++++ Estratto fornito ++++
«Chiedo scusa per quello che ho detto a mio figlio. Gli ho detto solo tante fesserie. Non ho mai pensato che i femminicidi fossero una cosa normale. Erano frasi senza senso. […] Vi supplico, siate comprensivi», queste sono solo alcune delle frasi che Nicola Turretta, il padre di Filippo, accusato di aver ucciso Giulia Cecchettin lo scorso 11 novembre, ha riferito alla stampa dopo che è trapelata la loro prima conversazione in carcere. Quanto è emerso è stato già dato in pasto ai media e lo shit storm (letteralmente “tempesta di cacca”) sui social incalza da ore. Come mai in questi casi è importante partire da una collocazione spazio-temporale: è il 3 dicembre quando i genitori di Filippo lo incontrano per la prima volta dopo l’omicidio e la fuga in Germania.
«Hai fatto qualcosa, però non sei un mafioso, non sei uno che ammazza le persone. Hai avuto un momento di debolezza. Non sei un terrorista. Devi farti forza. Non sei l’unico. Ci sono stati parecchi altri. Però ti devi laureare…». Parole che sì, forse manifestano un certo senso di “giustificazionismo”, ma di certo un po’ di empatia anche per l’altra parte della storia non guasterebbe. Siamo sempre di fronte a un padre e un figlio, in un momento tragico. Così, mentre sul colloquio intercettato si è espresso l’Ordine dei giornalisti, nella figura del presidente Carlo Bartoli, affermando che in questa conversazione non c’era alcun elemento rilevante per le indagini e che fosse «di interesse pubblico», Il Timone ha voluto sentire il parere professionale del dottor Roberto Marchesini, psicologo e psicoterapeuta e autore del libro Mio Dio che Ansia!. Perché, se è vero che a livello giurisprudenziale certe affermazioni poco contano, a livello relazionale, psicologico e anche cristianamente parlando qualcosa ci dicono.
Dottor Marchesini, che idea si è fatto delle frasi – a tanti parse gravi – dette da Nicola Turetta al figlio Filippo?
++++
**Compito proposto:** Secondo l'estratto fornito, in quale giorno i genitori di Filippo lo incontrano per la prima volta dopo l'omicidio?
++++ Materiale estratto ++++
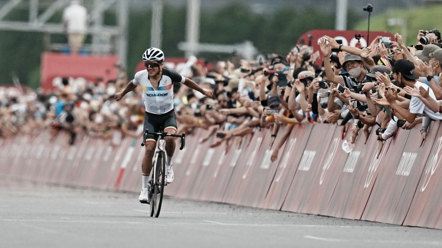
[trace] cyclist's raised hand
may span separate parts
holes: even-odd
[[[123,98],[123,93],[120,92],[116,92],[113,97],[115,98],[115,101],[118,102]]]

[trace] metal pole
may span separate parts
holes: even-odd
[[[190,49],[186,51],[186,58],[195,56],[199,37],[199,12],[200,0],[187,0],[187,38]]]
[[[345,30],[347,29],[347,0],[336,0],[336,23],[335,29]]]
[[[152,27],[150,29],[150,46],[161,48],[163,36],[163,2],[155,1],[152,4]],[[147,47],[146,47],[146,48]]]

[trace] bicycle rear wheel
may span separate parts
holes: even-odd
[[[164,152],[159,152],[156,159],[156,165],[154,169],[156,170],[155,175],[155,185],[153,186],[152,193],[153,194],[153,205],[155,217],[158,218],[159,211],[161,210],[161,204],[163,202],[163,195],[164,192],[164,185],[166,180],[166,156]]]

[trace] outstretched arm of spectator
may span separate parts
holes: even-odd
[[[208,97],[213,98],[213,92],[212,90],[203,89],[191,79],[186,77],[186,79],[184,80],[184,82],[183,83],[183,84],[191,89],[199,91],[202,94]]]
[[[360,52],[361,51],[360,48],[357,48],[355,46],[350,46],[349,45],[343,44],[341,45],[341,44],[338,43],[335,39],[327,35],[324,35],[324,38],[325,38],[326,40],[328,41],[332,48],[339,49],[340,46],[341,50],[360,56]]]
[[[332,64],[330,63],[330,55],[332,54],[332,48],[330,45],[327,44],[327,41],[325,38],[323,38],[319,41],[319,45],[321,47],[321,52],[323,53],[324,60],[324,69],[326,71],[326,75],[329,81],[335,83],[339,83],[344,85],[344,79],[340,76],[335,75],[333,69],[332,68]]]
[[[395,110],[407,121],[410,123],[414,121],[415,119],[416,119],[416,114],[410,113],[409,110],[404,109],[398,104],[396,101],[397,94],[395,91],[392,91],[392,93],[390,93],[388,90],[385,90],[384,94],[385,98],[390,104],[392,109]]]
[[[423,61],[419,61],[417,63],[417,66],[422,70],[422,72],[424,73],[425,77],[427,76],[432,76],[434,75],[434,72],[431,66],[428,65],[428,63]],[[439,76],[439,82],[440,82],[440,76]],[[434,93],[434,96],[436,96],[436,99],[438,100],[442,100],[442,87],[436,83],[436,81],[433,78],[429,81],[430,87],[433,90],[433,93]]]
[[[399,46],[399,47],[405,53],[405,55],[407,56],[407,58],[413,62],[415,65],[417,66],[417,60],[416,60],[414,56],[411,54],[411,53],[408,51],[407,46],[404,43],[404,40],[402,39],[402,35],[399,34],[398,33],[396,33],[394,34],[394,39],[396,40],[396,42],[398,46]]]
[[[279,139],[278,143],[276,144],[276,146],[275,147],[275,148],[273,150],[273,152],[272,153],[272,156],[270,157],[270,160],[271,162],[274,162],[276,159],[278,158],[278,153],[279,153],[279,149],[283,147],[283,145],[284,144],[284,143],[286,142],[286,140],[289,138],[289,136],[290,136],[290,133],[292,132],[292,128],[293,126],[288,126],[286,129],[285,131],[283,134],[283,137]]]
[[[134,89],[135,89],[135,88],[137,87],[137,85],[134,84],[134,80],[131,80],[128,85],[126,85],[126,87],[123,90],[123,92],[118,92],[115,93],[114,95],[114,98],[115,98],[115,100],[117,102],[119,101],[123,98],[123,96],[126,95],[128,93],[132,91]]]
[[[329,113],[334,112],[340,108],[339,105],[335,103],[335,98],[339,93],[338,89],[336,88],[332,88],[330,90],[330,94],[329,95],[329,99],[327,102],[327,111],[329,111]]]
[[[305,87],[304,84],[298,79],[295,80],[293,84],[296,90],[299,92],[299,103],[301,104],[301,109],[304,112],[309,111],[310,110],[308,108],[308,103],[305,99]]]

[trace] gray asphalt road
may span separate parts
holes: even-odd
[[[0,246],[440,247],[442,231],[0,179]]]

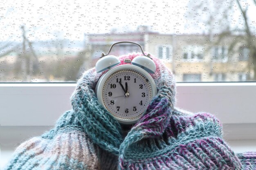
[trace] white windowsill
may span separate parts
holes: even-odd
[[[0,84],[1,126],[53,126],[72,108],[75,83]],[[224,124],[256,123],[256,82],[177,83],[176,106]]]
[[[76,85],[0,84],[0,168],[21,142],[49,130],[72,108]],[[256,82],[178,83],[176,99],[180,108],[218,117],[235,152],[256,151]]]

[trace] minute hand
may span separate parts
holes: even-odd
[[[120,84],[120,85],[121,85],[121,87],[122,87],[122,88],[123,88],[123,90],[124,92],[124,94],[125,95],[125,93],[126,93],[126,90],[124,89],[124,86],[123,86],[123,84],[122,84],[122,83],[120,82],[119,82],[119,84]]]
[[[127,85],[127,82],[125,82],[125,93],[126,93],[128,92],[128,86]]]

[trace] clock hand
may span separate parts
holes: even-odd
[[[122,87],[122,88],[123,88],[123,90],[124,90],[124,94],[125,95],[126,90],[124,89],[124,86],[123,86],[123,84],[122,84],[122,83],[121,82],[119,82],[119,84],[120,84],[120,85],[121,85],[121,87]]]
[[[126,108],[126,104],[127,104],[127,98],[128,98],[128,96],[126,96],[126,99],[125,100],[125,107],[124,107],[125,108]]]
[[[116,97],[123,97],[123,96],[124,96],[124,95],[122,95],[121,96],[115,96],[113,98],[116,98]]]
[[[125,93],[126,93],[128,92],[128,86],[127,86],[127,82],[125,82]]]

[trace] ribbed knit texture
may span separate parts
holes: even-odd
[[[139,55],[121,56],[121,64]],[[153,59],[157,95],[128,132],[97,100],[94,90],[105,72],[93,68],[78,81],[72,109],[54,128],[17,147],[4,169],[256,169],[256,152],[234,153],[215,117],[175,108],[173,75]]]

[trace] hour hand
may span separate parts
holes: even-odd
[[[123,88],[123,90],[124,92],[124,94],[125,94],[125,93],[126,93],[126,90],[124,89],[124,87],[123,84],[122,84],[122,83],[120,82],[119,82],[119,84],[120,84],[120,85],[121,85],[121,87],[122,87],[122,88]]]

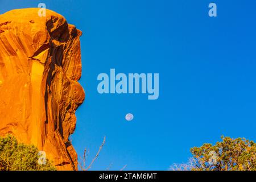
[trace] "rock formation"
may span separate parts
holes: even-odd
[[[85,94],[81,77],[82,33],[50,10],[0,15],[0,136],[46,152],[59,170],[77,168],[69,135]]]

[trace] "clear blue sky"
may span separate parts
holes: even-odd
[[[90,160],[106,136],[92,169],[166,170],[221,135],[256,140],[255,0],[0,0],[0,13],[39,2],[83,32],[86,96],[72,139]],[[110,68],[159,73],[159,99],[98,94],[97,75]]]

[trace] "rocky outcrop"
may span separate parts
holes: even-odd
[[[0,135],[46,152],[57,169],[77,169],[69,136],[84,100],[82,33],[60,15],[39,9],[0,15]]]

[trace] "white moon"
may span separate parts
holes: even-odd
[[[125,116],[125,119],[126,119],[128,121],[131,121],[133,119],[133,115],[131,113],[128,113]]]

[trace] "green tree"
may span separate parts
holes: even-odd
[[[215,145],[193,147],[186,164],[172,165],[175,171],[256,171],[256,144],[245,138],[221,136]]]
[[[0,137],[0,171],[55,171],[55,167],[46,159],[39,164],[38,149],[32,145],[18,143],[10,135]]]

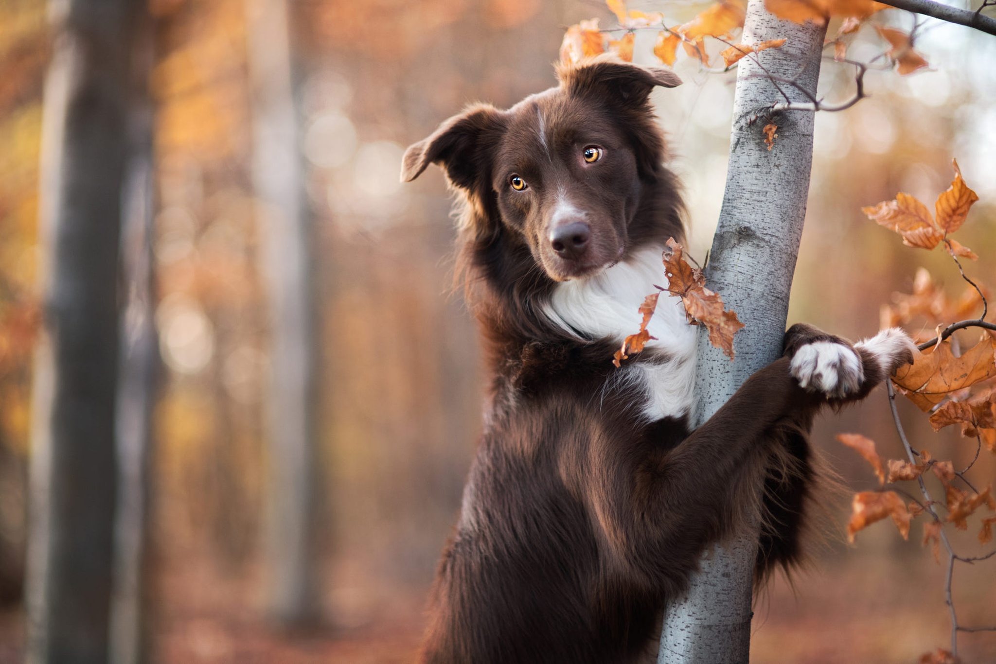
++++
**Risposta al compito:** Il 3 dicembre.